-------- EXCERPT PROVIDED --------

News
BitFlow Celebrates Twenty-Year Anniversary
POSTED 06/17/2013
WOBURN, MA -- BitFlow is proud to announce the celebration of its 20th anniversary as one of the world's leading manufacturers of video frame grabbers for machine vision and medical imaging.
"BitFlow was founded in the summer of 1993 by an experienced group of engineers from the imaging industry committed to making machine vision more cost-efficient, productive and faster," explained Donal Waide, Director of Sales for BitFlow. "Ever since then we've focused on building the most advanced frame grabbers available on the market, and as a result we've consistently transformed this technology on an international scope."
20 Years of Innovation
While machine vision technology has changed dramatically since 1993, BitFlow's core values have remained the same: designing and building high quality, long life camera interfaces for its customers.
BitFlow found immediate success with the Raptor™, the world's first local bus frame grabber. Based on the VESA local bus, the Raptor was capable of interfacing to analog and digital industrial cameras.
The company's next breakthrough came in the form of the Road Runner® in 1997, introduced as the first PCI bus-mastering digital frame grabber on the market. It was also the first frame grabber to feature BitFlow's now standard FlowThru architecture which combines high-speed video FIFOs with a highly optimized scatter/gather DMA.
Two years later, BitFlow launched its first Camera Link products, the Road Runner CL, followed up by the R3 Series in 2002. In 2005 came the R64e, the first Camera Link interface on the PCI Express bus, accelerating data rates to 500 MB/S and opening up new opportunities for high-speed imaging.

-------- DATA SHOWN --------

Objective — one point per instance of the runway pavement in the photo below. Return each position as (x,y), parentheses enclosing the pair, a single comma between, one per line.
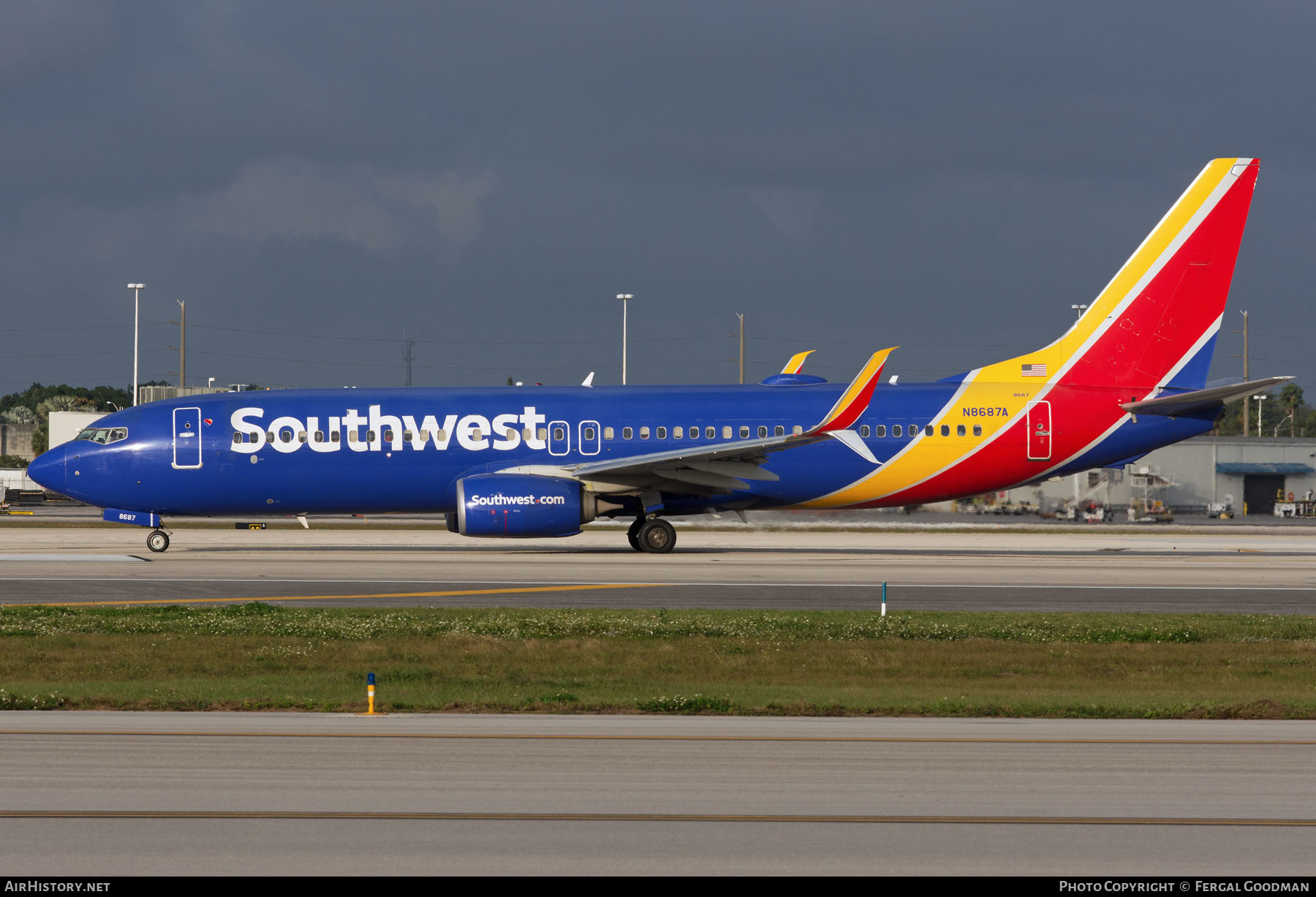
(141,793)
(1253,569)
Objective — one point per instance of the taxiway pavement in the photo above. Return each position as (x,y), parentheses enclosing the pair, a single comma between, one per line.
(144,793)
(1253,569)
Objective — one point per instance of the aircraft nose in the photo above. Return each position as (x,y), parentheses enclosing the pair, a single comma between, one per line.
(49,469)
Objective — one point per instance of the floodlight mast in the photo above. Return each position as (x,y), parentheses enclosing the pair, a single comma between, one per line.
(137,306)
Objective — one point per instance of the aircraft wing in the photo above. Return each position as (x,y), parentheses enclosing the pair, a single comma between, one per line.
(722,467)
(1199,400)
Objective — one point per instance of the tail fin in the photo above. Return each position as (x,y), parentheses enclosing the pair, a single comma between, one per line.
(1154,324)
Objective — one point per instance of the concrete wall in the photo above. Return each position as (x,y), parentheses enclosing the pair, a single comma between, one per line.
(16,439)
(1184,475)
(66,425)
(16,479)
(158,393)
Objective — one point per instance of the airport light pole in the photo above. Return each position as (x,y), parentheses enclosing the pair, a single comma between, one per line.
(137,306)
(1245,406)
(182,344)
(625,300)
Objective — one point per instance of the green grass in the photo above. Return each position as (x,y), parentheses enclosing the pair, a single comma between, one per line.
(257,656)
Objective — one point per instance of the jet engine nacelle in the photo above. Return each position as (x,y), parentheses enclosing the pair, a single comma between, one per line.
(520,507)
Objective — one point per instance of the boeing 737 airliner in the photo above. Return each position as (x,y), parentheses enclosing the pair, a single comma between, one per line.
(1127,378)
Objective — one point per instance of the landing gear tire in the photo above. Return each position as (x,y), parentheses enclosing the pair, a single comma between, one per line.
(656,537)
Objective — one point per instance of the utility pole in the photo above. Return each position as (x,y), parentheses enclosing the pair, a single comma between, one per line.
(137,308)
(1247,401)
(743,345)
(182,344)
(407,355)
(625,300)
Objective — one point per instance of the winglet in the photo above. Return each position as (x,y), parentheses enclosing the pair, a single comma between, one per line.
(796,362)
(855,399)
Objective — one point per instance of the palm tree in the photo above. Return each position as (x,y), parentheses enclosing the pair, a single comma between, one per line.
(1291,398)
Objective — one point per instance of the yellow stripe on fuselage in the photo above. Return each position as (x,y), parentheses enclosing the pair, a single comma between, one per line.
(991,406)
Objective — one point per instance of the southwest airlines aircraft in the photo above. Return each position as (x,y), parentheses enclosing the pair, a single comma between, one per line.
(1130,376)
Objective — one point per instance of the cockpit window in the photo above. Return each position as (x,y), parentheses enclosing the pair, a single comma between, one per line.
(103,436)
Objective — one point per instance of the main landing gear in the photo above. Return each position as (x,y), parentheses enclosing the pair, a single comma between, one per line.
(654,536)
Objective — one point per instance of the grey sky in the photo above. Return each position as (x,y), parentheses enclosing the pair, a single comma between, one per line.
(488,175)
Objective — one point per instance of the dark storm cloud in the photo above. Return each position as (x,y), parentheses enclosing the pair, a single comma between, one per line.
(487,176)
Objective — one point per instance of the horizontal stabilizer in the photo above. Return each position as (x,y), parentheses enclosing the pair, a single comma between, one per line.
(1200,400)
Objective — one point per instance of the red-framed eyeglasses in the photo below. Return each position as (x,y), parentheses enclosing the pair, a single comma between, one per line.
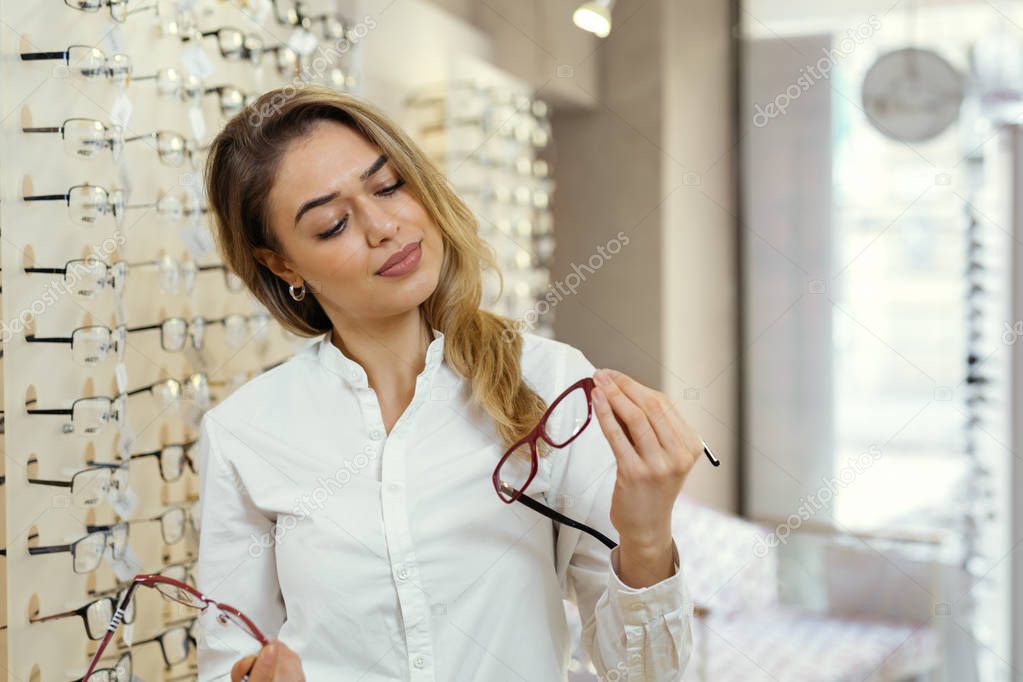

--------

**QUESTIONS TO ANSWER**
1. In the BitFlow anniversary announcement, retype the passage that begins with the words "The company's next" and stops after "optimized scatter/gather DMA.".
2. Extend the BitFlow anniversary announcement, picking up after its last sentence.

**RESPONSES**
1.
The company's next breakthrough came in the form of the Road Runner® in 1997, introduced as the first PCI bus-mastering digital frame grabber on the market. It was also the first frame grabber to feature BitFlow's now standard FlowThru architecture which combines high-speed video FIFOs with a highly optimized scatter/gather DMA.

2.
In 2007 BitFlow released the low-cost Neon-CLB, leading two years later to the Neon-CLD and the shattering of the price/performance barrier for acquisition from two Camera Link cameras in a single PCIe slot. BitFlow followed up the next year with the Neon-CLQ that pushed the envelope even further by supporting four base cameras in a single PCIe slot.
Always an innovator, BitFlow fully embraced the new CoaXPress standard by recently developing the Karbon-CXP2 and Karbon-CXP4. The company showcased these breakthroughs at its booth at the 2012 Vision Stuttgart show by demonstrating six different CXP cameras running concurrently.
Today, BitFlow engineers are busy working on their next generation CXP frame grabber, the Cyton, which uses the company's brand new PCIe Gen 2.0 interface.
BitFlow looks forward to celebrating throughout 2013 by hosting events and activities in recognition of 20 years of success.